# Document section

^^^^^^^^

LGTM. I'll make sure it gets into 3.6.1.
-Tom
> ---
> lib/Target/R600/AMDGPU.td | 5 +++++
> lib/Target/R600/AMDGPUAsmPrinter.cpp | 7 +++++++
> lib/Target/R600/AMDGPUSubtarget.cpp | 2 +-
> lib/Target/R600/AMDGPUSubtarget.h | 9 +++++++++
> lib/Target/R600/Processors.td | 8 ++++++--
> lib/Target/R600/SIRegisterInfo.cpp | 17 +++++++++++++++++
> test/CodeGen/R600/elf.ll | 9 ++++++---
> 7 files changed, 51 insertions(+), 6 deletions(-)
>
> diff --git a/lib/Target/R600/AMDGPU.td b/lib/Target/R600/AMDGPU.td
> index a7d48b3..e5d5ce2 100644
> --- a/lib/Target/R600/AMDGPU.td
> +++ b/lib/Target/R600/AMDGPU.td
> @@ -103,6 +103,11 @@ def FeatureVGPRSpilling : SubtargetFeature<"vgpr-spilling",
> "true",
> "Enable spilling of VGPRs to scratch memory">;
>
> +def FeatureSGPRInitBug : SubtargetFeature<"sgpr-init-bug",
> + "SGPRInitBug",
> + "true",
> + "VI SGPR initilization bug requiring a fixed SGPR allocation size">;
> +
> class SubtargetFeatureFetchLimit <string Value> :
> SubtargetFeature <"fetch"#Value,
> "TexVTXClauseSize",
> diff --git a/lib/Target/R600/AMDGPUAsmPrinter.cpp b/lib/Target/R600/AMDGPUAsmPrinter.cpp
> index 92bc314..5e1b6a3 100644
> --- a/lib/Target/R600/AMDGPUAsmPrinter.cpp
> +++ b/lib/Target/R600/AMDGPUAsmPrinter.cpp
> @@ -339,6 +339,13 @@ void AMDGPUAsmPrinter::getSIProgramInfo(SIProgramInfo &ProgInfo,
> ProgInfo.NumVGPR = MaxVGPR + 1;
> ProgInfo.NumSGPR = MaxSGPR + 1;
>
> + if (STM.hasSGPRInitBug()) {
> + if (ProgInfo.NumSGPR > AMDGPUSubtarget::FIXED_SGPR_COUNT_FOR_INIT_BUG)

^^^^^^^^

# Short problem A
Gather every line of the listing below that contains the string "overhead".

^^^^^^^^

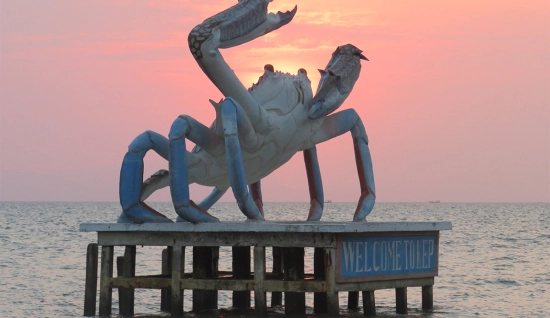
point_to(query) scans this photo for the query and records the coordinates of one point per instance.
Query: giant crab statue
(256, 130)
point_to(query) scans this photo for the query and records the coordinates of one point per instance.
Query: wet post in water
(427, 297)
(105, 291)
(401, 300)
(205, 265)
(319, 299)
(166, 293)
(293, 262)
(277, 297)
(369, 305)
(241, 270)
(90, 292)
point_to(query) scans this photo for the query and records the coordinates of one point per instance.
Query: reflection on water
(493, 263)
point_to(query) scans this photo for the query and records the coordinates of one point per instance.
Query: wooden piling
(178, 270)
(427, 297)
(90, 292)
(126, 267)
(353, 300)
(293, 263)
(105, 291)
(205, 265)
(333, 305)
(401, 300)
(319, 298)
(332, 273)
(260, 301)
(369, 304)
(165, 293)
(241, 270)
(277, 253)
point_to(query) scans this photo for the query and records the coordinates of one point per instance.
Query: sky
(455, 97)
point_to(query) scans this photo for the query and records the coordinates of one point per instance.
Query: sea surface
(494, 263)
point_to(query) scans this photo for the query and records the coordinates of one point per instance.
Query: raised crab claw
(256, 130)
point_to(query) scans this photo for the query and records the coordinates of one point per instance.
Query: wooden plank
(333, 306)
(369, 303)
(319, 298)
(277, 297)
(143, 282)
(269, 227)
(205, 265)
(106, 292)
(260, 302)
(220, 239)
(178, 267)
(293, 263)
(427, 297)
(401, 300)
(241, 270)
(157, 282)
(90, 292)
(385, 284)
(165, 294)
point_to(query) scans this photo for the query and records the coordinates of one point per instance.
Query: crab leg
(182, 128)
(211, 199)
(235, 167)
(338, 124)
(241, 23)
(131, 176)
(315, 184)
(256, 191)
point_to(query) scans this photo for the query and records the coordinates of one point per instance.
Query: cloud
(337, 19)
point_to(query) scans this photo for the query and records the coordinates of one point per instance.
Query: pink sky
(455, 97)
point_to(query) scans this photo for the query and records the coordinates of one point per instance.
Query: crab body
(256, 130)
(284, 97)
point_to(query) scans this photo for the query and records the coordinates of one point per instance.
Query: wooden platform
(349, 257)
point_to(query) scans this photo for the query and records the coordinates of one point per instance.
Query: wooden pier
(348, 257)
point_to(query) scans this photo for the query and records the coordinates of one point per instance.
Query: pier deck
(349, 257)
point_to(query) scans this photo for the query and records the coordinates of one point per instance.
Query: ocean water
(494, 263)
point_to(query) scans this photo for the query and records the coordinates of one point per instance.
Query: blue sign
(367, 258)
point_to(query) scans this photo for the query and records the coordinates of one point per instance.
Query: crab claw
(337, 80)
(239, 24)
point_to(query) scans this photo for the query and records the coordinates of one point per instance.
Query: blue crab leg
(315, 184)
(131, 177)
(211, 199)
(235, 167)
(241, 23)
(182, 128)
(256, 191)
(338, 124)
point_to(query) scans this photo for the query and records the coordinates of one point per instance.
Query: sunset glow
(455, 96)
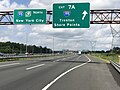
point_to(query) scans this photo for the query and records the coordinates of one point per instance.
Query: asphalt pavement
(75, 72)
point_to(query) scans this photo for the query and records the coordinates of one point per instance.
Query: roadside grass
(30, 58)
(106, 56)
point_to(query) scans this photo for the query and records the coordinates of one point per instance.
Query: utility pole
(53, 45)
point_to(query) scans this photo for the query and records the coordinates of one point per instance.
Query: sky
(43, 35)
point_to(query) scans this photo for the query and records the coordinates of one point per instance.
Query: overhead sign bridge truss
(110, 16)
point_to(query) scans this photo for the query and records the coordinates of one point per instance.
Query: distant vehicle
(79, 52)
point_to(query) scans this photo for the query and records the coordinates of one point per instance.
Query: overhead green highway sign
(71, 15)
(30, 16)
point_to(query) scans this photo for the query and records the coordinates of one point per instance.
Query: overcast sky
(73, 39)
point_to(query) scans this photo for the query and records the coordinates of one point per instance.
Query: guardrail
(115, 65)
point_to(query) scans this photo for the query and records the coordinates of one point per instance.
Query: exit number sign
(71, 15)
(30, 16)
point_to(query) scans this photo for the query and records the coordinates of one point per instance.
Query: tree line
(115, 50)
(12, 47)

^^^^^^^^

# Short problem B
According to the patch summary, how many files were changed, and how many insertions and deletions were made?

# Task result A
Query: overhead sign bridge truss
Query: overhead green highway sign

# Task result B
Seven files were changed, with 51 insertions and 6 deletions.